From the rows below, pick out every line that has the word "camouflage" and copy each of those lines.

· · ·

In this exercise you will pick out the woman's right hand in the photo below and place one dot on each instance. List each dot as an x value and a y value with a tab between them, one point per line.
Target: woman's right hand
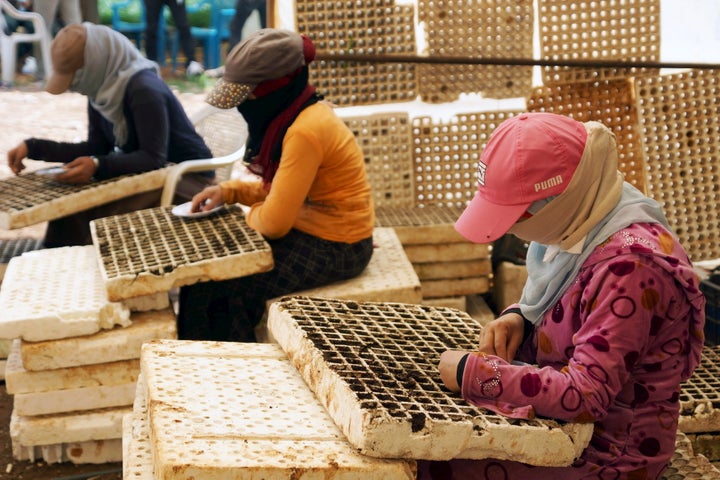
502	337
208	199
16	157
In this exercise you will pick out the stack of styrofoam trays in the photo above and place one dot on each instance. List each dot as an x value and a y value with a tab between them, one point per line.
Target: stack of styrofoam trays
75	355
686	462
151	251
700	405
371	365
218	410
447	264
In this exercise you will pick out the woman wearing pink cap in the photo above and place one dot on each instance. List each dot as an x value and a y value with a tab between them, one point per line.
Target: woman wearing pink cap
610	321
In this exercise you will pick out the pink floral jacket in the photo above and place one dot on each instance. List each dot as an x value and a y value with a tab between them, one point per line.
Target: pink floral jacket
613	351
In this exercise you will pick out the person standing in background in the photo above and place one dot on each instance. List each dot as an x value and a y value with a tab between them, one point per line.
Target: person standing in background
153	10
68	10
243	10
89	10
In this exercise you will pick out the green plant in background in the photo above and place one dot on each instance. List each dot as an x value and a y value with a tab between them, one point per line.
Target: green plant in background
131	13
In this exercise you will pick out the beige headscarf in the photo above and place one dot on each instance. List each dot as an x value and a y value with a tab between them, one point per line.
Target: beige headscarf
592	193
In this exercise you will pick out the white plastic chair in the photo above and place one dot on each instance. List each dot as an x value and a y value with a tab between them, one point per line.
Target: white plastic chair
225	133
8	43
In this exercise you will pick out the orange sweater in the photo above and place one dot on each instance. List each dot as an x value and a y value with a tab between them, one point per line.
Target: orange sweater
320	187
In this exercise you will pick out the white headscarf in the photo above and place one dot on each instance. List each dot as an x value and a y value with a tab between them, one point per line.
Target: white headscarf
110	62
595	213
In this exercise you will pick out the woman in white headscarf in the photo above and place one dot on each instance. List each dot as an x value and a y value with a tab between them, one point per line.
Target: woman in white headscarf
610	321
135	124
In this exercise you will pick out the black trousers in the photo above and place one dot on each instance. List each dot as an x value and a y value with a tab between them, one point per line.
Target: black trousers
229	310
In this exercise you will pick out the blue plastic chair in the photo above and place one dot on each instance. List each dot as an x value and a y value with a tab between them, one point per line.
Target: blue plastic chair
135	28
210	35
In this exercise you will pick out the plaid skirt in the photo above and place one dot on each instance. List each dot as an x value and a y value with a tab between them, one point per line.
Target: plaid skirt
229	310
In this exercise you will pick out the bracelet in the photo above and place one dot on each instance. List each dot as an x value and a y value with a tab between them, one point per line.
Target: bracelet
488	386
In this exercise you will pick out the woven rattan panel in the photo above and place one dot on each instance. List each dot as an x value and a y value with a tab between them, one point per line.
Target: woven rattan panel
627	30
30	198
374	368
611	103
680	127
446	156
700	395
386	139
349	27
478	28
151	251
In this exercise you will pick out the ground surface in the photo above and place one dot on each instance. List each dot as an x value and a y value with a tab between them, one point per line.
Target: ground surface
27	111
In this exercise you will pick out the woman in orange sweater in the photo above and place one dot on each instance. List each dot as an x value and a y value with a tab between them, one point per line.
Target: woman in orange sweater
311	200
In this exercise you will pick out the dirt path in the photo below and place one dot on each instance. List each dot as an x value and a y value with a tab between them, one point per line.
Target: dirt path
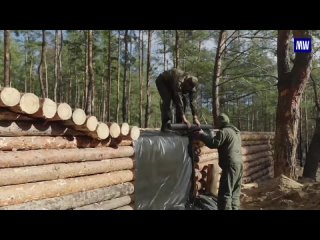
282	193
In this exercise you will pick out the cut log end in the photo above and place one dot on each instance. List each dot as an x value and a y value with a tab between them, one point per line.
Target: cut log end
9	97
102	131
92	123
125	128
64	111
114	130
49	108
29	103
79	116
134	133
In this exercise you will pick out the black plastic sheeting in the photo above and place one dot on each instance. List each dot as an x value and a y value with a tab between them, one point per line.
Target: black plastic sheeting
163	171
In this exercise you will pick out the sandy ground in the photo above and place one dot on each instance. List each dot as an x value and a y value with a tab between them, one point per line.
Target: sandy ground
281	193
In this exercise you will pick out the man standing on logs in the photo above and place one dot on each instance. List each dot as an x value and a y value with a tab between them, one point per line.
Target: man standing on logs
173	86
228	143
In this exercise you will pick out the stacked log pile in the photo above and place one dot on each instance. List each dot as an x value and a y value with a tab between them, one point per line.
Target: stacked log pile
53	157
257	151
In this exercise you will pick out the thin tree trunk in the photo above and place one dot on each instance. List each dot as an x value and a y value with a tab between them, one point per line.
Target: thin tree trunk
148	104
177	50
217	74
291	85
118	78
109	78
164	50
140	76
125	81
90	96
7	60
312	160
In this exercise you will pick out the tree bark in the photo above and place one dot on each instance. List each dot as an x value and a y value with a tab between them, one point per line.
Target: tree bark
109	78
16	194
141	58
7	58
312	160
108	205
35	128
118	78
11	176
90	96
75	200
217	74
291	85
176	47
125	99
148	103
49	156
42	69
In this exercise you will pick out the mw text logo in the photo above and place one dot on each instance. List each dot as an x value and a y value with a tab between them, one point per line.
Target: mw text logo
302	45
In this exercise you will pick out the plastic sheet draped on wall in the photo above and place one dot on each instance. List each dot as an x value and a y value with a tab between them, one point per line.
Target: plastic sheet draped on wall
163	171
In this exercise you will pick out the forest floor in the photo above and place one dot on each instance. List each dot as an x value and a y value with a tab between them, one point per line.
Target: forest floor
282	193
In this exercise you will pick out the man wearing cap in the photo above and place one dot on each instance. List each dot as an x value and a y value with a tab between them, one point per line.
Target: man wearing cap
228	143
178	87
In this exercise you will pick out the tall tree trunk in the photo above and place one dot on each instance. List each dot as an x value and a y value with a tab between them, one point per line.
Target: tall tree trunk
125	80
291	84
313	155
148	104
90	96
177	50
164	50
109	77
129	84
57	64
41	68
217	74
118	78
56	50
141	57
86	70
6	56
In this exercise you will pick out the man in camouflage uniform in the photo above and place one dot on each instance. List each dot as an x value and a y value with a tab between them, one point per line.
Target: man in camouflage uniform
173	86
228	143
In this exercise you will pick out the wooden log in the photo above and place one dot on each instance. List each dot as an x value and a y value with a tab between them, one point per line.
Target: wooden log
255	142
64	112
246	136
254	149
16	194
108	205
203	165
38	128
48	142
48	156
134	133
47	109
91	123
29	104
10	176
256	175
255	169
114	129
127	207
75	200
9	97
254	156
208	157
102	131
206	150
124	129
79	117
7	115
248	165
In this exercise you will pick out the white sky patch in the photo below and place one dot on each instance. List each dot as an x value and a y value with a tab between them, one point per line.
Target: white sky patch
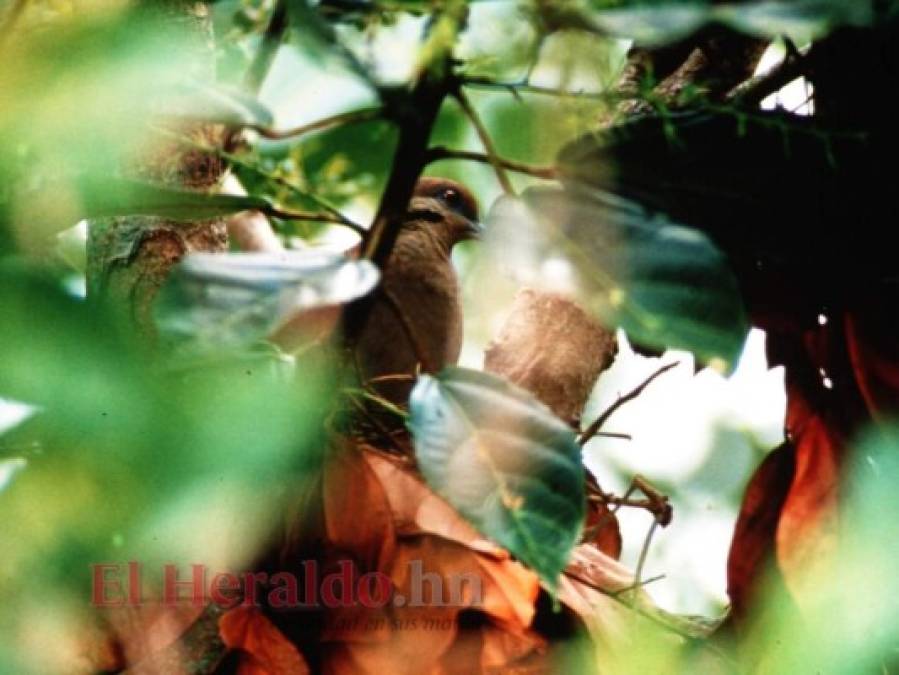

· · ·

Written answer:
In this exercise you will pick out the man in camouflage uniform in the photo above and place one dot on each instance. List each dot as an x value and a y value with a tab between them, one point per line.
Target: man in camouflage uniform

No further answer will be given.